Directive: Show each line of the entries below that contains the word "white".

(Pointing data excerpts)

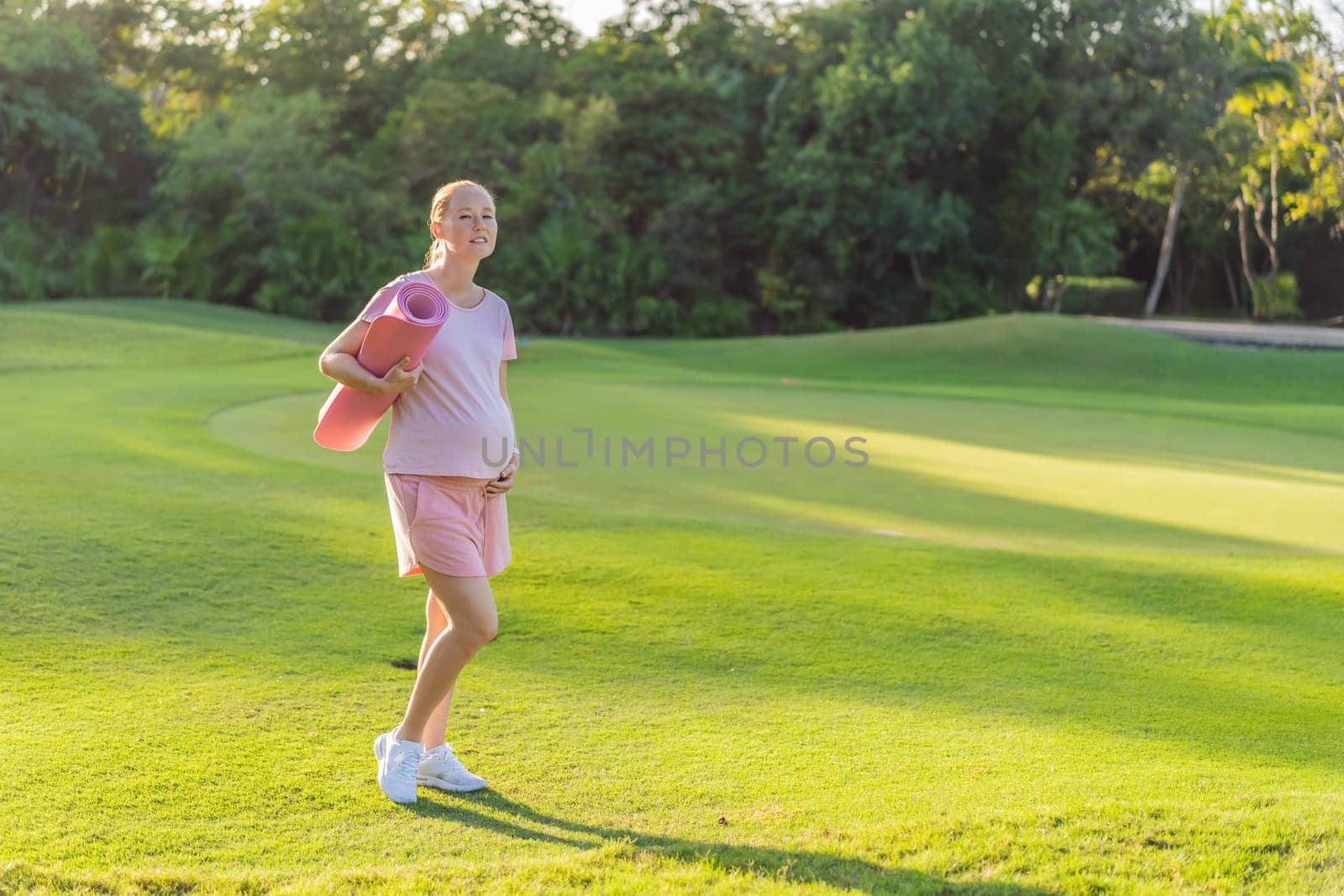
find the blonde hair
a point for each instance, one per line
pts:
(438, 208)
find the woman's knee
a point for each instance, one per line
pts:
(470, 606)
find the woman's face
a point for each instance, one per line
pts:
(468, 228)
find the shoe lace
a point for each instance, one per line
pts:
(444, 752)
(407, 770)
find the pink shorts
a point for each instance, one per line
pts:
(449, 524)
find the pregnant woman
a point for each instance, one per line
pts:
(450, 457)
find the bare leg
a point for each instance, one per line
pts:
(436, 730)
(475, 621)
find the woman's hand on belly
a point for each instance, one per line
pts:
(506, 479)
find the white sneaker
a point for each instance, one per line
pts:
(396, 762)
(438, 768)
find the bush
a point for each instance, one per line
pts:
(1112, 296)
(1274, 298)
(721, 317)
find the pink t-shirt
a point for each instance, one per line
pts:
(454, 421)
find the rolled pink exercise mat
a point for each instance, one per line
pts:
(407, 327)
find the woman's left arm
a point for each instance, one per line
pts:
(506, 479)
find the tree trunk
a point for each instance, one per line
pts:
(1231, 286)
(1164, 258)
(1247, 254)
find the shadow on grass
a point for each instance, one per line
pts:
(780, 866)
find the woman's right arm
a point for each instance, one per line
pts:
(339, 362)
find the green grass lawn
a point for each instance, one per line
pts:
(1074, 627)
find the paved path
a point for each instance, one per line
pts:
(1240, 333)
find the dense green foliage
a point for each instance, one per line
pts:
(699, 168)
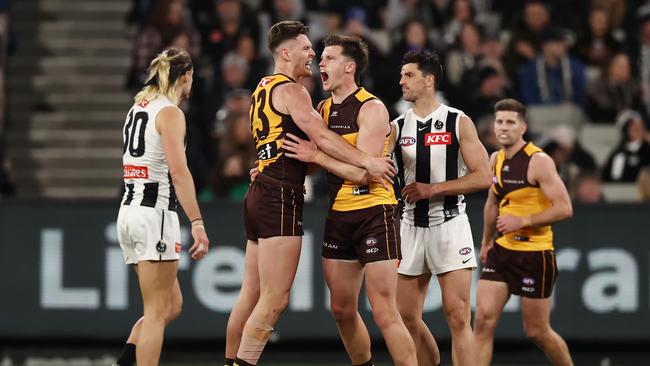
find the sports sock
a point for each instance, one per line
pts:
(128, 355)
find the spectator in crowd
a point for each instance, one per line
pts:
(554, 77)
(643, 185)
(587, 188)
(491, 89)
(231, 20)
(570, 158)
(525, 43)
(237, 156)
(166, 28)
(613, 92)
(597, 46)
(6, 187)
(632, 152)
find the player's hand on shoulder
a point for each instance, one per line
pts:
(414, 192)
(507, 223)
(199, 249)
(299, 149)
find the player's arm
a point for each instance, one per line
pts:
(476, 159)
(541, 171)
(490, 214)
(308, 152)
(298, 104)
(170, 124)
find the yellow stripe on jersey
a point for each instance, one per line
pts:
(267, 123)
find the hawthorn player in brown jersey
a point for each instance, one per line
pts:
(526, 197)
(362, 228)
(273, 204)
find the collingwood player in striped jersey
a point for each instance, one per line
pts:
(155, 173)
(439, 158)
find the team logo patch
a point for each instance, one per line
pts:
(406, 141)
(161, 247)
(134, 171)
(437, 138)
(465, 251)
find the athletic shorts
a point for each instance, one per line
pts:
(148, 234)
(367, 235)
(273, 208)
(437, 249)
(529, 274)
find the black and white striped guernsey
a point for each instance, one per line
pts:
(427, 151)
(147, 181)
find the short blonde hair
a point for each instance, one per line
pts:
(164, 73)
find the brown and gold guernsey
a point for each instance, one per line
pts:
(342, 119)
(269, 126)
(516, 196)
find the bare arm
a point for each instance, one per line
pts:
(297, 103)
(308, 152)
(170, 123)
(476, 159)
(541, 171)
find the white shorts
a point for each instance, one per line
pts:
(148, 234)
(438, 249)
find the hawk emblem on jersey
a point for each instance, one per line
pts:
(264, 82)
(437, 138)
(406, 141)
(161, 247)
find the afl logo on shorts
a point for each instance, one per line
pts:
(161, 247)
(465, 251)
(406, 141)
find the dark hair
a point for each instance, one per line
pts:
(353, 47)
(428, 62)
(511, 105)
(283, 31)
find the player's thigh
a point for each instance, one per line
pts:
(411, 293)
(277, 263)
(535, 313)
(491, 297)
(344, 279)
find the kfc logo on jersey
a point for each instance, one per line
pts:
(465, 251)
(134, 172)
(264, 82)
(437, 138)
(406, 141)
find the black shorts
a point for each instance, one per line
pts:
(528, 274)
(367, 235)
(273, 208)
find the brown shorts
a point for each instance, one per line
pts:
(273, 208)
(367, 235)
(529, 274)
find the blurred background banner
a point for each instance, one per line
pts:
(63, 276)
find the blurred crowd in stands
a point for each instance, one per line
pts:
(575, 63)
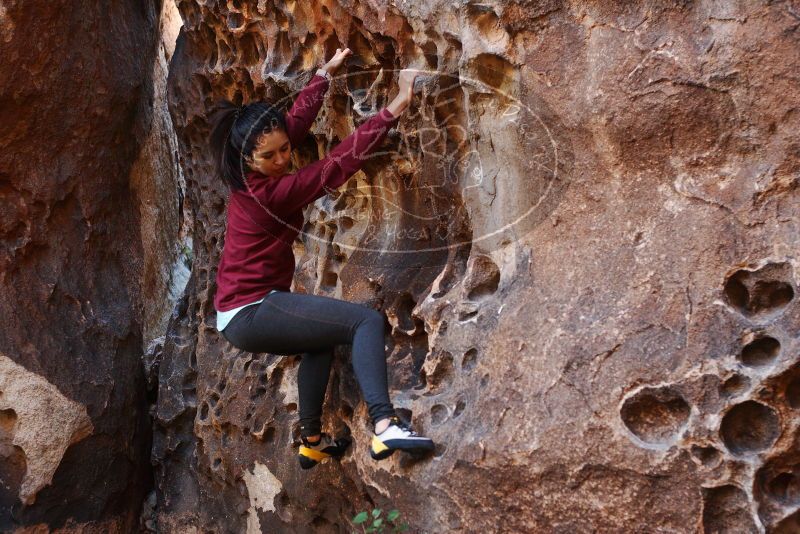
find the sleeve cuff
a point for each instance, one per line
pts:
(325, 74)
(387, 115)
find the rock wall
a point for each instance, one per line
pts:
(585, 245)
(76, 88)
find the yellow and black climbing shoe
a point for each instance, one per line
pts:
(313, 453)
(398, 436)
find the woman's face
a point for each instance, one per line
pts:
(271, 154)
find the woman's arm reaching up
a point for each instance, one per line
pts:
(306, 106)
(294, 191)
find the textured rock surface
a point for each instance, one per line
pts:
(606, 308)
(74, 434)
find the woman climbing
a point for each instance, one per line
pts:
(256, 311)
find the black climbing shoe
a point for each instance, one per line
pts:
(327, 447)
(398, 436)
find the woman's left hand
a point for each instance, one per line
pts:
(336, 61)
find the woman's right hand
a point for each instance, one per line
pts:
(405, 93)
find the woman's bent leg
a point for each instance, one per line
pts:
(289, 323)
(312, 382)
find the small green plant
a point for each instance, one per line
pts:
(379, 524)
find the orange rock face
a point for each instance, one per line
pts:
(74, 432)
(584, 239)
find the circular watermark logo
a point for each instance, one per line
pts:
(468, 164)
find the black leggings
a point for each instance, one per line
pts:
(291, 323)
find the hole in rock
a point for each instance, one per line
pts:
(347, 411)
(761, 351)
(404, 305)
(493, 70)
(756, 293)
(789, 525)
(749, 427)
(483, 277)
(329, 279)
(404, 414)
(785, 488)
(733, 386)
(470, 359)
(707, 456)
(725, 509)
(793, 393)
(655, 415)
(438, 413)
(235, 20)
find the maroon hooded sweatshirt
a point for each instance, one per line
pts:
(264, 220)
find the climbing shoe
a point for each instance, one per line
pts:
(398, 436)
(327, 447)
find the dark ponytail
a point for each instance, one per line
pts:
(234, 133)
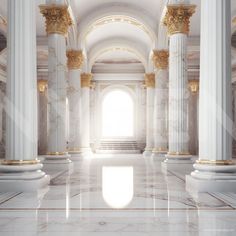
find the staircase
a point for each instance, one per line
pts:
(113, 147)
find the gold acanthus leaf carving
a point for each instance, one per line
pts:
(75, 59)
(149, 80)
(161, 59)
(177, 18)
(86, 80)
(58, 19)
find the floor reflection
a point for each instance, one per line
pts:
(118, 186)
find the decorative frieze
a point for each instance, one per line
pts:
(86, 79)
(149, 80)
(193, 85)
(75, 59)
(161, 59)
(177, 18)
(58, 19)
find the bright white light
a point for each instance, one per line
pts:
(117, 115)
(117, 186)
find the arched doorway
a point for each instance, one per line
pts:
(117, 115)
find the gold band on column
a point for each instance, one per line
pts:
(20, 162)
(149, 80)
(215, 162)
(42, 85)
(177, 18)
(75, 59)
(193, 85)
(161, 59)
(86, 80)
(58, 19)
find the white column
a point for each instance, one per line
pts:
(177, 20)
(85, 114)
(193, 116)
(150, 86)
(42, 116)
(160, 59)
(57, 81)
(215, 171)
(74, 63)
(21, 171)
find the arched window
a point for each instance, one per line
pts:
(117, 115)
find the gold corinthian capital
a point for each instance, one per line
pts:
(161, 59)
(75, 59)
(149, 80)
(177, 18)
(57, 17)
(86, 79)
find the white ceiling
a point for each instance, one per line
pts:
(146, 12)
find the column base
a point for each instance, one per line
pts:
(22, 178)
(147, 152)
(57, 159)
(212, 178)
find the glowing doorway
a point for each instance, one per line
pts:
(117, 115)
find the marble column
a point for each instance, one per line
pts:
(150, 87)
(193, 116)
(74, 63)
(177, 20)
(58, 21)
(160, 60)
(85, 115)
(21, 171)
(42, 116)
(215, 170)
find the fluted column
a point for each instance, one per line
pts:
(74, 63)
(42, 116)
(193, 116)
(160, 60)
(215, 170)
(21, 171)
(177, 20)
(57, 24)
(85, 114)
(150, 87)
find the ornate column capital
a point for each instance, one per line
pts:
(75, 59)
(86, 79)
(58, 19)
(42, 85)
(161, 59)
(193, 85)
(149, 80)
(177, 18)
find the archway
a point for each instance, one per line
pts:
(117, 115)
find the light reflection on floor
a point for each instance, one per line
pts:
(90, 199)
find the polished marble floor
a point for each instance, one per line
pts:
(116, 195)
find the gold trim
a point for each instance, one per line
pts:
(193, 85)
(86, 79)
(42, 85)
(177, 18)
(149, 80)
(56, 153)
(179, 154)
(75, 59)
(215, 162)
(161, 59)
(58, 19)
(20, 162)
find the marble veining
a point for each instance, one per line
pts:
(74, 203)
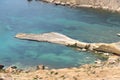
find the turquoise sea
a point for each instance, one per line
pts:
(84, 24)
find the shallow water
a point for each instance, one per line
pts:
(88, 25)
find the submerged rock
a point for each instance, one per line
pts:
(40, 67)
(1, 66)
(58, 38)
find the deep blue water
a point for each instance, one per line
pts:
(88, 25)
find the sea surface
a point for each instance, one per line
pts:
(84, 24)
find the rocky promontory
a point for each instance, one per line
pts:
(113, 5)
(58, 38)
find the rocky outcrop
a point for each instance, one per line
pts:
(58, 38)
(113, 5)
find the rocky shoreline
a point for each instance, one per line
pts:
(57, 38)
(108, 70)
(112, 5)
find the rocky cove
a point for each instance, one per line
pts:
(88, 30)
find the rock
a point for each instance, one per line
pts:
(1, 66)
(58, 38)
(40, 67)
(98, 61)
(11, 69)
(112, 59)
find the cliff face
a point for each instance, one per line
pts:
(113, 5)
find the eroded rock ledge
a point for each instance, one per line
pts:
(58, 38)
(113, 5)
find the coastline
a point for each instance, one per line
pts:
(108, 70)
(112, 5)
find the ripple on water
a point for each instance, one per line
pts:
(88, 25)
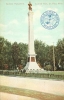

Exercise result:
find the white sneaker
find the black and white striped guernsey
find the white shorts
find the bright white light
find the white column
find the white ceiling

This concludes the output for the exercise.